Collected data:
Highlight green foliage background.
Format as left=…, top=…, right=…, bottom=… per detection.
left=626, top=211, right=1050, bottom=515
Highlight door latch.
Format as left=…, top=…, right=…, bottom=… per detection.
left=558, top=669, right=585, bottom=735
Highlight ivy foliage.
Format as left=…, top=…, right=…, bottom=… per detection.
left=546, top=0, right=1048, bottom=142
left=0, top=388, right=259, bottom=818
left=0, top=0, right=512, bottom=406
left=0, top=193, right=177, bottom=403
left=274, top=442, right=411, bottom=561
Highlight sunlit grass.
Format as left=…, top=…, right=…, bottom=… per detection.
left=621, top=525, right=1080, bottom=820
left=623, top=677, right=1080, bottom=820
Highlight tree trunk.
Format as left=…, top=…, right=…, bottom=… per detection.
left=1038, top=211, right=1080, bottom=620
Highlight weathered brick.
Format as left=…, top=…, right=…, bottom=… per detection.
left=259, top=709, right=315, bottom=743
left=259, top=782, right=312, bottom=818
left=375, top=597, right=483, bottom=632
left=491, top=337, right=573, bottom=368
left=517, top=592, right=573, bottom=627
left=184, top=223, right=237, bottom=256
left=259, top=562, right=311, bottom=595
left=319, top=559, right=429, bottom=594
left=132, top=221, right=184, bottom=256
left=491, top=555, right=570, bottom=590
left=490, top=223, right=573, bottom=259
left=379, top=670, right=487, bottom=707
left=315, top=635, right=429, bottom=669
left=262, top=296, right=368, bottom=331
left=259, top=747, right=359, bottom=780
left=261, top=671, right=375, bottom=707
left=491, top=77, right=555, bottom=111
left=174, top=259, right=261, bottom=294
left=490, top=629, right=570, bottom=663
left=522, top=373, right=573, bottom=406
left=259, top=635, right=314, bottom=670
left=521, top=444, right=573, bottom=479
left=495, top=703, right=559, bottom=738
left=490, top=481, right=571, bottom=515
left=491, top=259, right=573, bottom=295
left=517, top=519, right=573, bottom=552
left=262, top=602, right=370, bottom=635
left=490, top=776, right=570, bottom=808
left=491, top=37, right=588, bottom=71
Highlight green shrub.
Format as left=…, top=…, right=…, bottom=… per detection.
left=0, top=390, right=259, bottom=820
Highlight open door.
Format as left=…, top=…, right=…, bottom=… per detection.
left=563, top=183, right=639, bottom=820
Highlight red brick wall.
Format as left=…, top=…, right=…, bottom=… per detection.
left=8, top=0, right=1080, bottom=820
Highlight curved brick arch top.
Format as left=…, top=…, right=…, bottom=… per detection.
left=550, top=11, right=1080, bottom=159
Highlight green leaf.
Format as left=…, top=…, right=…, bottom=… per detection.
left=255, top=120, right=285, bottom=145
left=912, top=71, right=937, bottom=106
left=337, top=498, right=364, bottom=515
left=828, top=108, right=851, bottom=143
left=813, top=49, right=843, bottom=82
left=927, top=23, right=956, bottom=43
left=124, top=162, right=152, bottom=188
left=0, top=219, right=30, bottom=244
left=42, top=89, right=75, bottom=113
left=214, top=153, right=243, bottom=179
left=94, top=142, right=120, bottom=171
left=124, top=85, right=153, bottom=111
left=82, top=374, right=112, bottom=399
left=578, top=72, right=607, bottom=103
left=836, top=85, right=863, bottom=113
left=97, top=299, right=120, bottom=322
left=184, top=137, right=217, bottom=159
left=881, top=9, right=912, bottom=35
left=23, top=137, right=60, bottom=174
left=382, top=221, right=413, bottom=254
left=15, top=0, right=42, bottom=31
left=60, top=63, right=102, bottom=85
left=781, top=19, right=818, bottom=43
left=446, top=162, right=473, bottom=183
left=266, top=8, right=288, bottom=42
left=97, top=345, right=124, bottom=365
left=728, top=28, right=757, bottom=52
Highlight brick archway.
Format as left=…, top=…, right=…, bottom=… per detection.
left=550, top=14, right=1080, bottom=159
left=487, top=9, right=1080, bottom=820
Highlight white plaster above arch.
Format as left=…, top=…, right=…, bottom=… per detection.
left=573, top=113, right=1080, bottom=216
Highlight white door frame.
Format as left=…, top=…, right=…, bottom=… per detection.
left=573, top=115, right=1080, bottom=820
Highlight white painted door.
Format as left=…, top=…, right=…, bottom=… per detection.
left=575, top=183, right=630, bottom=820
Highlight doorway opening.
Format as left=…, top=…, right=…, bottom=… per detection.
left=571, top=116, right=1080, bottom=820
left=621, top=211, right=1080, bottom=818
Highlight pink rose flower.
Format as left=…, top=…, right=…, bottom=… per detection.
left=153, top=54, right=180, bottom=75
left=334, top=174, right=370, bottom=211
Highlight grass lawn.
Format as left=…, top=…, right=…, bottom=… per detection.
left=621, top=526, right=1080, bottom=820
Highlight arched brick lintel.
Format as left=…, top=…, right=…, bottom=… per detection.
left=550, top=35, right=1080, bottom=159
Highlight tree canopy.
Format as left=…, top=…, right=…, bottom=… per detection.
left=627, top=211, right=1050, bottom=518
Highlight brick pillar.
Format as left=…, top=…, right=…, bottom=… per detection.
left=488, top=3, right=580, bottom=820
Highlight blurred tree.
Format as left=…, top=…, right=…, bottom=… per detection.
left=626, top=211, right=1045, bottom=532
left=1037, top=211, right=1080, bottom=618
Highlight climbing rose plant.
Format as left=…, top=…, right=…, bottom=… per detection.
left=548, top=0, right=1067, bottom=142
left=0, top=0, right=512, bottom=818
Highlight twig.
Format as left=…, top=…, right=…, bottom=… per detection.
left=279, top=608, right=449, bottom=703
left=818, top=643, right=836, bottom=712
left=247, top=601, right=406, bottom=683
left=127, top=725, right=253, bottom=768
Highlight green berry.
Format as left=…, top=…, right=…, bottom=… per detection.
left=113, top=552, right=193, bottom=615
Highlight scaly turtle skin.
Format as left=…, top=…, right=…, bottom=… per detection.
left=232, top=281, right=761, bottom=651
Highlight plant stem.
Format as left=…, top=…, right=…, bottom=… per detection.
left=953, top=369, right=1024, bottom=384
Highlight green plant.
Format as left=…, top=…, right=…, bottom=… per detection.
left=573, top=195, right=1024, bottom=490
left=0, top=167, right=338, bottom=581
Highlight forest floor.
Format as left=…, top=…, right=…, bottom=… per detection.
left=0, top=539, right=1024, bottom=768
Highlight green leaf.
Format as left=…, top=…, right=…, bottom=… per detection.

» **WHAT TO WORK ON**:
Output every line of the entries above as a numbered list, omitting any blank lines.

» **EXERCISE OUTPUT**:
1. Highlight green foliage background.
2. Format as left=…, top=…, right=…, bottom=… per detection.
3. left=626, top=211, right=1050, bottom=515
4. Highlight door latch.
5. Format as left=…, top=…, right=…, bottom=… per detection.
6. left=558, top=669, right=585, bottom=735
7. Highlight ivy foliage.
8. Format as left=…, top=…, right=…, bottom=… per detection.
9. left=546, top=0, right=1048, bottom=142
10. left=0, top=388, right=259, bottom=818
11. left=0, top=0, right=512, bottom=406
12. left=0, top=193, right=177, bottom=403
13. left=274, top=442, right=411, bottom=561
14. Highlight sunlit grass.
15. Format as left=…, top=…, right=…, bottom=… per detection.
16. left=621, top=525, right=1080, bottom=820
17. left=623, top=677, right=1080, bottom=820
18. Highlight tree trunk.
19. Format as left=…, top=…, right=…, bottom=… per detection.
20. left=1038, top=211, right=1080, bottom=620
21. Highlight weathered brick.
22. Format as left=…, top=…, right=…, bottom=… per detection.
23. left=259, top=709, right=315, bottom=743
24. left=259, top=782, right=312, bottom=818
25. left=375, top=597, right=483, bottom=632
26. left=491, top=337, right=573, bottom=368
27. left=517, top=592, right=573, bottom=627
28. left=184, top=223, right=237, bottom=256
29. left=259, top=562, right=311, bottom=595
30. left=319, top=559, right=429, bottom=594
31. left=132, top=221, right=184, bottom=256
32. left=491, top=555, right=570, bottom=590
33. left=490, top=223, right=573, bottom=259
34. left=379, top=670, right=487, bottom=707
35. left=315, top=635, right=429, bottom=669
36. left=262, top=296, right=368, bottom=331
37. left=259, top=747, right=359, bottom=780
38. left=261, top=671, right=375, bottom=707
39. left=491, top=77, right=555, bottom=111
40. left=174, top=259, right=261, bottom=294
41. left=490, top=629, right=570, bottom=663
42. left=522, top=373, right=573, bottom=406
43. left=259, top=635, right=314, bottom=670
44. left=521, top=444, right=573, bottom=479
45. left=495, top=703, right=559, bottom=738
46. left=490, top=481, right=571, bottom=515
47. left=491, top=259, right=573, bottom=295
48. left=517, top=519, right=573, bottom=552
49. left=262, top=602, right=370, bottom=635
50. left=490, top=776, right=570, bottom=808
51. left=491, top=37, right=588, bottom=71
52. Highlight green shrub.
53. Format as left=…, top=…, right=…, bottom=… per detection.
54. left=0, top=390, right=259, bottom=820
55. Highlight open door.
56. Format as left=…, top=…, right=…, bottom=… per detection.
57. left=563, top=183, right=639, bottom=820
58. Highlight red brick wall.
59. Format as left=…, top=…, right=…, bottom=… per detection.
60. left=8, top=0, right=1080, bottom=820
61. Highlight curved brick arch top.
62. Format as left=…, top=…, right=…, bottom=… per detection.
63. left=550, top=11, right=1080, bottom=159
64. Highlight green leaf.
65. Format as left=…, top=…, right=…, bottom=… per detection.
66. left=255, top=120, right=285, bottom=145
67. left=912, top=71, right=937, bottom=106
68. left=337, top=498, right=364, bottom=515
69. left=828, top=108, right=851, bottom=143
70. left=813, top=49, right=843, bottom=82
71. left=927, top=23, right=956, bottom=43
72. left=124, top=162, right=152, bottom=188
73. left=0, top=219, right=30, bottom=244
74. left=42, top=89, right=75, bottom=113
75. left=214, top=153, right=243, bottom=179
76. left=94, top=142, right=120, bottom=171
77. left=124, top=85, right=153, bottom=111
78. left=82, top=374, right=112, bottom=399
79. left=578, top=72, right=607, bottom=103
80. left=836, top=85, right=863, bottom=113
81. left=97, top=299, right=120, bottom=322
82. left=184, top=137, right=217, bottom=159
83. left=881, top=9, right=912, bottom=35
84. left=23, top=137, right=60, bottom=174
85. left=382, top=221, right=413, bottom=254
86. left=15, top=0, right=42, bottom=31
87. left=60, top=63, right=102, bottom=85
88. left=781, top=19, right=818, bottom=43
89. left=446, top=162, right=473, bottom=183
90. left=266, top=8, right=288, bottom=42
91. left=97, top=345, right=124, bottom=365
92. left=728, top=28, right=757, bottom=52
93. Highlight brick archway.
94. Format as left=…, top=…, right=…, bottom=… per detection.
95. left=550, top=14, right=1080, bottom=159
96. left=487, top=9, right=1080, bottom=820
97. Highlight white plaster above arch.
98. Format as left=…, top=…, right=…, bottom=… per detection.
99. left=573, top=113, right=1080, bottom=216
100. Highlight white door frame.
101. Format as left=…, top=…, right=…, bottom=… per detection.
102. left=573, top=115, right=1080, bottom=820
103. Highlight white painted door.
104. Format as left=…, top=…, right=…, bottom=… per detection.
105. left=575, top=183, right=630, bottom=820
106. Highlight doorway opening.
107. Format as left=…, top=…, right=…, bottom=… per detection.
108. left=571, top=116, right=1080, bottom=820
109. left=621, top=211, right=1080, bottom=818
110. Highlight pink rose flower.
111. Format as left=…, top=…, right=…, bottom=… per detection.
112. left=153, top=54, right=180, bottom=75
113. left=334, top=174, right=370, bottom=211
114. Highlight grass lawn.
115. Format as left=…, top=…, right=…, bottom=… per detection.
116. left=621, top=526, right=1080, bottom=820
117. Highlight arched brick lintel.
118. Format as left=…, top=…, right=…, bottom=… per detection.
119. left=550, top=35, right=1080, bottom=159
120. Highlight tree canopy.
121. Format as left=…, top=…, right=…, bottom=… per detection.
122. left=627, top=211, right=1050, bottom=518
123. Highlight brick pillar.
124. Format as left=…, top=…, right=…, bottom=… per detection.
125. left=488, top=3, right=580, bottom=820
126. Highlight blurred tree.
127. Format as left=…, top=…, right=…, bottom=… per detection.
128. left=626, top=211, right=1045, bottom=532
129. left=1037, top=211, right=1080, bottom=618
130. Highlight climbing rose plant.
131. Format as left=…, top=…, right=…, bottom=… per detection.
132. left=548, top=0, right=1067, bottom=142
133. left=0, top=0, right=512, bottom=818
134. Highlight twig.
135. Format as left=…, top=…, right=…, bottom=… per detection.
136. left=279, top=608, right=449, bottom=703
137. left=818, top=643, right=836, bottom=712
138. left=247, top=601, right=406, bottom=683
139. left=127, top=725, right=253, bottom=768
140. Highlight green berry.
141. Format as left=…, top=…, right=…, bottom=… per detection.
142. left=113, top=552, right=193, bottom=615
143. Highlight scaly turtle skin.
144. Format as left=…, top=…, right=…, bottom=… per detection.
145. left=232, top=281, right=761, bottom=651
146. Highlight plant stem.
147. Format as left=…, top=…, right=…, bottom=… per detection.
148. left=953, top=369, right=1024, bottom=384
149. Highlight green plant.
150. Format as left=…, top=…, right=…, bottom=… per detection.
151. left=573, top=195, right=1024, bottom=490
152. left=0, top=167, right=338, bottom=581
153. Highlight forest floor.
154. Format as left=…, top=…, right=…, bottom=… per detection.
155. left=0, top=539, right=1024, bottom=768
156. Highlight green leaf.
157. Format as left=…, top=…, right=…, bottom=… per detection.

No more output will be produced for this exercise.